EXERCISE BRIEF: For each line of the data below that contains "leaf", return that line.

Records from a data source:
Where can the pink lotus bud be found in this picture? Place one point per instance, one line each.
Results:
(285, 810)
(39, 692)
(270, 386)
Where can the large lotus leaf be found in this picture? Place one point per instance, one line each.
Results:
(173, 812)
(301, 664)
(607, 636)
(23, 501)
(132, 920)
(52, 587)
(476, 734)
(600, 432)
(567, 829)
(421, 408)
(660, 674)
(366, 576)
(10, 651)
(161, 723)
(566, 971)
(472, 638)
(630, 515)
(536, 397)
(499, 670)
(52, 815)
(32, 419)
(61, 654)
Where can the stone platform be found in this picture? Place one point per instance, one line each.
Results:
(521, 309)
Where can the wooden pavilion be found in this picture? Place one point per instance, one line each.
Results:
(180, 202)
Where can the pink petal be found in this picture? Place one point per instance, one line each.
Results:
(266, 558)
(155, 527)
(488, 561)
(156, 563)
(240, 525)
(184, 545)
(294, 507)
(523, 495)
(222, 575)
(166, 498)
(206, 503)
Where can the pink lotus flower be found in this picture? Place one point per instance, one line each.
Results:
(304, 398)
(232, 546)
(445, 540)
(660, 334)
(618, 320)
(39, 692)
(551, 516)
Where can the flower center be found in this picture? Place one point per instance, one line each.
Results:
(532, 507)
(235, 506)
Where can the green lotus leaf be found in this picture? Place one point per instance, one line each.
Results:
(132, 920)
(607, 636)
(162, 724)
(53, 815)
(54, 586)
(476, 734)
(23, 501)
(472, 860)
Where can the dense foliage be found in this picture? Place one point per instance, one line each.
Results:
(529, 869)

EXERCISE SOLUTION:
Where can the large lotus leaf be found in this picture? Place one point per instance, one line each.
Where can the green lotus leaf be found in this picture? Place one point per instance, one line each.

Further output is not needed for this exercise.